Provided material>
"""
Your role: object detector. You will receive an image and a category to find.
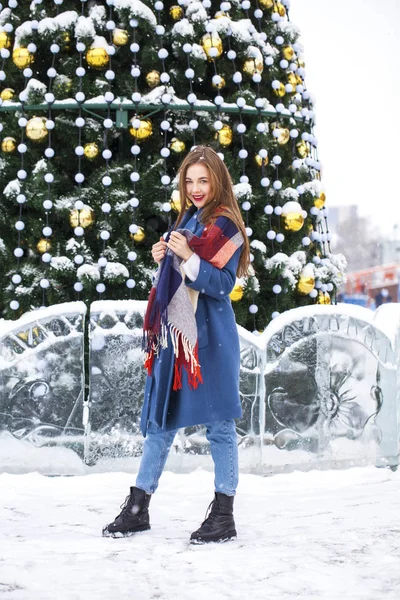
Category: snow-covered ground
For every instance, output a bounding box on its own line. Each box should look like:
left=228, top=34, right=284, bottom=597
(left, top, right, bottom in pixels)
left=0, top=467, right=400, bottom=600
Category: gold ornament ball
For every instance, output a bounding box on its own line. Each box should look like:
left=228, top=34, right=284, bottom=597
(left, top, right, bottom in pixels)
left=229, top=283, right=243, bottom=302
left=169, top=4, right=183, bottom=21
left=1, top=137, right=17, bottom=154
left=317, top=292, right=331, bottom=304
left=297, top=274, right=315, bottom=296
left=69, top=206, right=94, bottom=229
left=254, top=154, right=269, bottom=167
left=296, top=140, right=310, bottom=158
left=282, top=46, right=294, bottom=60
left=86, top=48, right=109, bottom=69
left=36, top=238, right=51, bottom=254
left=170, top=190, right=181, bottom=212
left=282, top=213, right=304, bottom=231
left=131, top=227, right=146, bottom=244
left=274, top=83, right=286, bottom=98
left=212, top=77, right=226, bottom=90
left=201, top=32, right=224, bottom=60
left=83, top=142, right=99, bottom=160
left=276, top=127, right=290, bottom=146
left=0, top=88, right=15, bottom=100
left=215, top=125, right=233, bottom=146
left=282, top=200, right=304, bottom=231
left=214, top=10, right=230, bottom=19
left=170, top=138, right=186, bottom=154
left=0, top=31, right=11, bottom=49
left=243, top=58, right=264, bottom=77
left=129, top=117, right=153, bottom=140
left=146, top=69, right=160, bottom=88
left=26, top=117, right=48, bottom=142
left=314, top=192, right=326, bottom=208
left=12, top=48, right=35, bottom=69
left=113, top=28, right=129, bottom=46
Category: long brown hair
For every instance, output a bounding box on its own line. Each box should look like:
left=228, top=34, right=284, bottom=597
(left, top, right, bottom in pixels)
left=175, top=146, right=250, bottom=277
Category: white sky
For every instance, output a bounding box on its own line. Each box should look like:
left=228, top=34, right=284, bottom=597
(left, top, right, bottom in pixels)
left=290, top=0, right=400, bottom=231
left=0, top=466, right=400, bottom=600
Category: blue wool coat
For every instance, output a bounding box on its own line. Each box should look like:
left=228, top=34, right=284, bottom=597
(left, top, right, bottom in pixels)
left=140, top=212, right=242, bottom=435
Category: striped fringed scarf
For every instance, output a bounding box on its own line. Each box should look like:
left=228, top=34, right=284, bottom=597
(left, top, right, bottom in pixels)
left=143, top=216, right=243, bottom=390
"""
"""
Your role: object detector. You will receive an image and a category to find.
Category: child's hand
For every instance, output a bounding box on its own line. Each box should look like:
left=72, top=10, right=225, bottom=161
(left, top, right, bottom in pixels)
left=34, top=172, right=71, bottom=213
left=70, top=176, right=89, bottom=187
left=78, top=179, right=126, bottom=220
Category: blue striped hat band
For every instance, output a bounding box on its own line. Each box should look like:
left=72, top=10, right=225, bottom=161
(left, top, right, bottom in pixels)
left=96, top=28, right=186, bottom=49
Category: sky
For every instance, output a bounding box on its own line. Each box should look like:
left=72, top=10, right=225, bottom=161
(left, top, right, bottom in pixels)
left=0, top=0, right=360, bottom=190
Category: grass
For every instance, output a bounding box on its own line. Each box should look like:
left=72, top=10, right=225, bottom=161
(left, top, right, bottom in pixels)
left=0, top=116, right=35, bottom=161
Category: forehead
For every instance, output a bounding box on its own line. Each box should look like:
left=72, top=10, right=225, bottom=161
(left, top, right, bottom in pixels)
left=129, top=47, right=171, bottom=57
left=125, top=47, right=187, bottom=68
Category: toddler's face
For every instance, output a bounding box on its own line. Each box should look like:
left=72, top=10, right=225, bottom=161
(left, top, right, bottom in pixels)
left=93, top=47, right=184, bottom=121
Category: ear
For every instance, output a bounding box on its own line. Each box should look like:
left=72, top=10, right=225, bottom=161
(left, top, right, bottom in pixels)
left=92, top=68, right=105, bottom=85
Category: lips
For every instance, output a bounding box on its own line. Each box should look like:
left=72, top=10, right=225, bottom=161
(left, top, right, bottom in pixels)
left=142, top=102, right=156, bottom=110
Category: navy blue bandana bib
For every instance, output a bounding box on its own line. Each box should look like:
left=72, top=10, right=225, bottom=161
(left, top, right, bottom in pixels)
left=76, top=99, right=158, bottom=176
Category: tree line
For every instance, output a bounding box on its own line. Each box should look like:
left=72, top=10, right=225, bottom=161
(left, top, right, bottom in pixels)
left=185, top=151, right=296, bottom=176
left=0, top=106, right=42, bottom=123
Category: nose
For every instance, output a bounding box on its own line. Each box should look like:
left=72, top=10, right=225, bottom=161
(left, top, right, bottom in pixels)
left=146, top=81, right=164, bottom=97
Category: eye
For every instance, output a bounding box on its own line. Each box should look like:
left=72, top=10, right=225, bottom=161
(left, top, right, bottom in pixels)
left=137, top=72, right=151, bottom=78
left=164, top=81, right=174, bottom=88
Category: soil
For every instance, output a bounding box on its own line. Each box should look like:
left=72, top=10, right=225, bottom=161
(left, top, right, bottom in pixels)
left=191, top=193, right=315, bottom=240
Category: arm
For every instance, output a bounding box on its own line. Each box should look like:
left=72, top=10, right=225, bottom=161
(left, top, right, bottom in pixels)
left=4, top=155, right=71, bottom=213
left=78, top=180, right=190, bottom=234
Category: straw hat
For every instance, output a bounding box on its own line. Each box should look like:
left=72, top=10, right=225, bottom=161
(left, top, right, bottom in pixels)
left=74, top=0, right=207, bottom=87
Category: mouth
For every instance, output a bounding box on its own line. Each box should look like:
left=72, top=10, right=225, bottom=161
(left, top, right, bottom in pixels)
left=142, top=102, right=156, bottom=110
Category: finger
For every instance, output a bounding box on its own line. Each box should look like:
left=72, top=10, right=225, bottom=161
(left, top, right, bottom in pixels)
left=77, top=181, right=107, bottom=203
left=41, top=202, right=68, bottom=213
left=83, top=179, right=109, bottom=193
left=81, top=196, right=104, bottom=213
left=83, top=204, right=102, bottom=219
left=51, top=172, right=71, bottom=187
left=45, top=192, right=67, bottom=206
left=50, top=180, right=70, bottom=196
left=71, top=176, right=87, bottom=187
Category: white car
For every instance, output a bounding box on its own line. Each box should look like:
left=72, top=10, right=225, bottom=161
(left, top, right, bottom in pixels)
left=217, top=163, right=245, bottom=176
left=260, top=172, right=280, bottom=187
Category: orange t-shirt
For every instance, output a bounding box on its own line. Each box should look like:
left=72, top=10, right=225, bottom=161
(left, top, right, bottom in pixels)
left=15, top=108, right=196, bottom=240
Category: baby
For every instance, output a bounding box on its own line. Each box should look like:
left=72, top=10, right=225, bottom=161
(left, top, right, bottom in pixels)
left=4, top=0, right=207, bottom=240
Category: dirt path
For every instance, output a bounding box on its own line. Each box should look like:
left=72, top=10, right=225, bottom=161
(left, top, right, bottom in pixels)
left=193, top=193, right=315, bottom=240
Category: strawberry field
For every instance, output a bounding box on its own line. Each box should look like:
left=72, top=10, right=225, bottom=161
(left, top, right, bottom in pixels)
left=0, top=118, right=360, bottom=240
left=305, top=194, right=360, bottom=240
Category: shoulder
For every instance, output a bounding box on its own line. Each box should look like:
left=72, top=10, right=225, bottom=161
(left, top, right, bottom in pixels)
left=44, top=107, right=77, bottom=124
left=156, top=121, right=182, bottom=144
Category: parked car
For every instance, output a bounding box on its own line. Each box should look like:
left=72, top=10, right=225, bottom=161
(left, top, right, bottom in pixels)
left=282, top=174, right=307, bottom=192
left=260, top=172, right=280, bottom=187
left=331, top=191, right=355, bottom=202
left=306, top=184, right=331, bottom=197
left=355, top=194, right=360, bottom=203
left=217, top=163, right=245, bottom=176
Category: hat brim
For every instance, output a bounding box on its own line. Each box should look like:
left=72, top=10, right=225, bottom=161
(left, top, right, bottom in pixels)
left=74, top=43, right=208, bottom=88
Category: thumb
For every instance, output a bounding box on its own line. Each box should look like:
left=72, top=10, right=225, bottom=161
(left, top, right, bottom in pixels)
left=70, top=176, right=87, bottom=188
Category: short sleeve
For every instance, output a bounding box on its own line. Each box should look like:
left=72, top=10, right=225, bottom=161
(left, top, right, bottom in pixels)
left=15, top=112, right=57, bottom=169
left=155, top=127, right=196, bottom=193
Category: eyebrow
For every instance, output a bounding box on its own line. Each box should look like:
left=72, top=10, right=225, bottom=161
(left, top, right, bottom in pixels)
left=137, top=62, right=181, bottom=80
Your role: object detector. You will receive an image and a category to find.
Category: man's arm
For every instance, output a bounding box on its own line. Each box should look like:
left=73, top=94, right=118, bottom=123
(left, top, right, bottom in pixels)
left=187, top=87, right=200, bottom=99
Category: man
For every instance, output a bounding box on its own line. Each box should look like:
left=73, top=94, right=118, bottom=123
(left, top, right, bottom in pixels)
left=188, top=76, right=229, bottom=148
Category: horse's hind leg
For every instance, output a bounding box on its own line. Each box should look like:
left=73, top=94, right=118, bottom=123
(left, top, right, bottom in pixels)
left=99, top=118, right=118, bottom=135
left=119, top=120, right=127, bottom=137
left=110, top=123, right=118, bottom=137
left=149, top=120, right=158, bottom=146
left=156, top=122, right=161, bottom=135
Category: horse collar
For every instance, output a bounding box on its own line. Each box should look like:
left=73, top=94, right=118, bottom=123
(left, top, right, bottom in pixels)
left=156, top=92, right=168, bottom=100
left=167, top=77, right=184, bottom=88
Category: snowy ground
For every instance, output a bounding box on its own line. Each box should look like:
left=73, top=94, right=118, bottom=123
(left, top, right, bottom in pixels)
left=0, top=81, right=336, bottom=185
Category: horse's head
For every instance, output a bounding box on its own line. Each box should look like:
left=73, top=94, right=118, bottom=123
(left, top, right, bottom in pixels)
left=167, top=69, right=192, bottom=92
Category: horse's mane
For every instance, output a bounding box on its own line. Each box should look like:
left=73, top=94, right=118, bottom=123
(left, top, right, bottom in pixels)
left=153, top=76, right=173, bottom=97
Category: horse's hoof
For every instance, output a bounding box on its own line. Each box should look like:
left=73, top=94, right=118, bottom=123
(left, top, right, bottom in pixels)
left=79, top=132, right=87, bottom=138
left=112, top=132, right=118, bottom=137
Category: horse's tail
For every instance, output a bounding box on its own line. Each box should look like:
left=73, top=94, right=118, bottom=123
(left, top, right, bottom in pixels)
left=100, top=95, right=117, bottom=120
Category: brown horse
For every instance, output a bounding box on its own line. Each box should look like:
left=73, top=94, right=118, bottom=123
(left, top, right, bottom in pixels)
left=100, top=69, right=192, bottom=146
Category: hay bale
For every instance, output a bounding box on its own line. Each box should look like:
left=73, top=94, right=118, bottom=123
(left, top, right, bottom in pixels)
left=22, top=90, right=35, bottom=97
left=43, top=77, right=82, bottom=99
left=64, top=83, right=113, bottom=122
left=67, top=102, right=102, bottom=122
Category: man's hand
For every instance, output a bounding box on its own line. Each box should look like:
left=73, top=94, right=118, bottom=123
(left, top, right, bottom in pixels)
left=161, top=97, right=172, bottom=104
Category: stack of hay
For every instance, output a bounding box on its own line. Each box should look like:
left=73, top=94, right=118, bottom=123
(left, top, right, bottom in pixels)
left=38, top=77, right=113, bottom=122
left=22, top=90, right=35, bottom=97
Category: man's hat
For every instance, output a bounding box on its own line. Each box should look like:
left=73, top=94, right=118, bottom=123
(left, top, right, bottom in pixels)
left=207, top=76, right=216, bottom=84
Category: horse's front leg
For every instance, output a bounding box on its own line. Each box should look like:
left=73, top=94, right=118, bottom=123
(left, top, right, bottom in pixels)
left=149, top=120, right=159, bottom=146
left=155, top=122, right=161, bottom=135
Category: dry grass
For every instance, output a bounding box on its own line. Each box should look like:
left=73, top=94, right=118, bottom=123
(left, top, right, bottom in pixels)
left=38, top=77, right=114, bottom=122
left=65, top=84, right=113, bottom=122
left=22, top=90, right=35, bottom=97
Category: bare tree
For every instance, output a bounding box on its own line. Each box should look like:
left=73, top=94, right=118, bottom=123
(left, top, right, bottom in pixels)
"""
"""
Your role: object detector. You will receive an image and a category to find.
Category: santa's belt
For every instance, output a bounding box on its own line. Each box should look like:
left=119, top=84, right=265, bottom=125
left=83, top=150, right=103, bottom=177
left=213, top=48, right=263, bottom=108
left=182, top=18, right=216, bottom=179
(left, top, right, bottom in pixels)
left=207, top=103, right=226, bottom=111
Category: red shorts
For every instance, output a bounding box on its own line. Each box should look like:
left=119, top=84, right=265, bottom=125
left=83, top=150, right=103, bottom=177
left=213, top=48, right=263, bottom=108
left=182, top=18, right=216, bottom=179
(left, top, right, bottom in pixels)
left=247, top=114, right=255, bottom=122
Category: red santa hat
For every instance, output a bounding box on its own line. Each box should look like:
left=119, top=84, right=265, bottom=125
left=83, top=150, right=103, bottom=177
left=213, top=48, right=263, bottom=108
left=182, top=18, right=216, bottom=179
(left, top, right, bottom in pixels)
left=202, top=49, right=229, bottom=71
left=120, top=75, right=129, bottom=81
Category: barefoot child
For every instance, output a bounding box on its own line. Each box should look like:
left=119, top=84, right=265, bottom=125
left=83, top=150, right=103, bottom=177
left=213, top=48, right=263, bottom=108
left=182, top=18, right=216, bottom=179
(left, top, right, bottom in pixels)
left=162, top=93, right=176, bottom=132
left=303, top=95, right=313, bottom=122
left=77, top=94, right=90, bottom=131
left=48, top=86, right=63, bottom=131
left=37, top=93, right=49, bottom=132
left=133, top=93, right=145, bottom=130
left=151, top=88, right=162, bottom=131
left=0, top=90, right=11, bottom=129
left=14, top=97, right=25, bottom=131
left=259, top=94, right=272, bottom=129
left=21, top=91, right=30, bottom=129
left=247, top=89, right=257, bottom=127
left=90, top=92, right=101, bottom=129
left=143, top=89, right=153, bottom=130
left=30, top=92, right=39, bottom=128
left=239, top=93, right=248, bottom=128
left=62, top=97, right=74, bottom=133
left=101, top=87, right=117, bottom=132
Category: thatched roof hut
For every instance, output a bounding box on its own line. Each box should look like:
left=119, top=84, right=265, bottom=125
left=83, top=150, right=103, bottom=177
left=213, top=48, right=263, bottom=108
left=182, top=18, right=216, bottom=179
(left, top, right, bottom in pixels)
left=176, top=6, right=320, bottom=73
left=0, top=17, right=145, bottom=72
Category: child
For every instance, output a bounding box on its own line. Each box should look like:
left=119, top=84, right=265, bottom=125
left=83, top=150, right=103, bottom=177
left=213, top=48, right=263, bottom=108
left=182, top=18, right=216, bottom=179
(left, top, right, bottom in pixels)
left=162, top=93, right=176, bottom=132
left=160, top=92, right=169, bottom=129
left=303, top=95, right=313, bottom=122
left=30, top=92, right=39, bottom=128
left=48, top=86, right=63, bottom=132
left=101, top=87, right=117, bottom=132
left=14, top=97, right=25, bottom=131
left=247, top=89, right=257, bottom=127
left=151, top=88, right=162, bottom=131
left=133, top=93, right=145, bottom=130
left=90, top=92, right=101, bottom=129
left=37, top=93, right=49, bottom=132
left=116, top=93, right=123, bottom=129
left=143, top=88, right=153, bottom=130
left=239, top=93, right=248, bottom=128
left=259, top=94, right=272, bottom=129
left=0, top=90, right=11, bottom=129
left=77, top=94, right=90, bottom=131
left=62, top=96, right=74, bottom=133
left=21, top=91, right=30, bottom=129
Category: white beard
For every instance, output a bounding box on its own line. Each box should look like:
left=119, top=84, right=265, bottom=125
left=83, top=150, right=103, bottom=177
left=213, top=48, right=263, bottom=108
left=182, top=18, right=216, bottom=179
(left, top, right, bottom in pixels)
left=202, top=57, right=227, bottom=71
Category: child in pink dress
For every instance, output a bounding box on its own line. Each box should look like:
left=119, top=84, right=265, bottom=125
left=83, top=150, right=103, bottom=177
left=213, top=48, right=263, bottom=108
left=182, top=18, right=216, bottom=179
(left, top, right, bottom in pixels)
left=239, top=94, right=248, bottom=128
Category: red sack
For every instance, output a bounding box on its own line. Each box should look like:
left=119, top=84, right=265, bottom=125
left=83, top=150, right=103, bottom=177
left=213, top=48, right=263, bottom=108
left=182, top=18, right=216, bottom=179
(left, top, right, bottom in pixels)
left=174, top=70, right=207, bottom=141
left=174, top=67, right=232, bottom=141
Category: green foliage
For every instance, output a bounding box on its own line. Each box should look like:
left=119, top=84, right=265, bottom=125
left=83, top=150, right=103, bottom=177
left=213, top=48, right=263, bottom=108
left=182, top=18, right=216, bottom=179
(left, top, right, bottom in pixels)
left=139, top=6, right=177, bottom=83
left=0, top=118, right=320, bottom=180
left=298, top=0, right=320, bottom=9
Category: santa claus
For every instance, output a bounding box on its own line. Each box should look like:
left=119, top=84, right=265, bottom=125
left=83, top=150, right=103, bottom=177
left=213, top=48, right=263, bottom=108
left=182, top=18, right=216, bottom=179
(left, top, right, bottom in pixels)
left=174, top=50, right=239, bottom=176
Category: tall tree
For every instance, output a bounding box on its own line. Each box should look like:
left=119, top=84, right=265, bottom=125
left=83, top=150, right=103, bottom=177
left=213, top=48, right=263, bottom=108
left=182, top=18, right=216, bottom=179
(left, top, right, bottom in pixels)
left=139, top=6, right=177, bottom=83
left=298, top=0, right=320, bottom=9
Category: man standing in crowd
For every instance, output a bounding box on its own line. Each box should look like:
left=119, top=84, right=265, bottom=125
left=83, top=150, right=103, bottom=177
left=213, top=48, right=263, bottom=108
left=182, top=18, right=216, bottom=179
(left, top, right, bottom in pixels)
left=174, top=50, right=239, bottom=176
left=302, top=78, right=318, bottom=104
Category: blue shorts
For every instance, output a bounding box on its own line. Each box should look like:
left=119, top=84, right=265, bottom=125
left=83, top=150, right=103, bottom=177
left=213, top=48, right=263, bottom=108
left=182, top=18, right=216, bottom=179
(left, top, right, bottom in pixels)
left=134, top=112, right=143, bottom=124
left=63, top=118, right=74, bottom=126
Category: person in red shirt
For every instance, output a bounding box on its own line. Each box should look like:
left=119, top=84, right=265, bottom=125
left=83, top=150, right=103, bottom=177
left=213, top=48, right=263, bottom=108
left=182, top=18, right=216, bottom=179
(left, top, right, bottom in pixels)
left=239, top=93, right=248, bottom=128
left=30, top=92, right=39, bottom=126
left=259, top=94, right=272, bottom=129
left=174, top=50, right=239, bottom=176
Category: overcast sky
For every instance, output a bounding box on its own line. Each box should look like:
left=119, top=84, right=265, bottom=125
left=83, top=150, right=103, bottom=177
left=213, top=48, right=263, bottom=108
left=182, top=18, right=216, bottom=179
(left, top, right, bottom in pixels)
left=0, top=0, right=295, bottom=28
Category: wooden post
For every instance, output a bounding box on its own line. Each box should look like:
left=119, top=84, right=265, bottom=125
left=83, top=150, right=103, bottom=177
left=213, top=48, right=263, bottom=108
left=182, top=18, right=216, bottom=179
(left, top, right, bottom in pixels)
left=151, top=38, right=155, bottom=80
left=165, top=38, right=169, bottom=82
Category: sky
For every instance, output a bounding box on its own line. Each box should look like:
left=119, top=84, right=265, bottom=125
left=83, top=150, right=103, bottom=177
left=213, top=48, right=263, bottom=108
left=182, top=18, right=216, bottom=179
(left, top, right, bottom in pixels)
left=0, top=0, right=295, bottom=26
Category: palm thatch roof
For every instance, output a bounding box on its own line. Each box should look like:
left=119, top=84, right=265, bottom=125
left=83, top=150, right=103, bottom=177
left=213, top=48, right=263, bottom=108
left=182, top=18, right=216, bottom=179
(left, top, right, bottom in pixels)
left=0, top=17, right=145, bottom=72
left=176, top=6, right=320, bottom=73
"""
Stated problem> Reproduce the records word for word, from the line that contains "Category: ear" down to the line that contains "left=0, top=106, right=42, bottom=123", with both of those lines included.

Solution to the exercise>
Category: ear
For every instance, output a bounding box on its own line. Each box should look like:
left=72, top=10, right=225, bottom=161
(left, top, right, bottom in pixels)
left=92, top=68, right=105, bottom=85
Category: lips
For every instance, output a bounding box on its own line. Each box should look like:
left=72, top=10, right=225, bottom=161
(left, top, right, bottom in pixels)
left=142, top=102, right=156, bottom=110
Category: navy blue bandana bib
For every instance, output a bounding box on its own line. Each box should look like:
left=72, top=10, right=225, bottom=161
(left, top, right, bottom in pixels)
left=76, top=99, right=158, bottom=176
Category: tree line
For every instance, output a bounding box on its own line. Each box should look like:
left=72, top=10, right=225, bottom=161
(left, top, right, bottom in pixels)
left=185, top=151, right=296, bottom=176
left=0, top=106, right=42, bottom=123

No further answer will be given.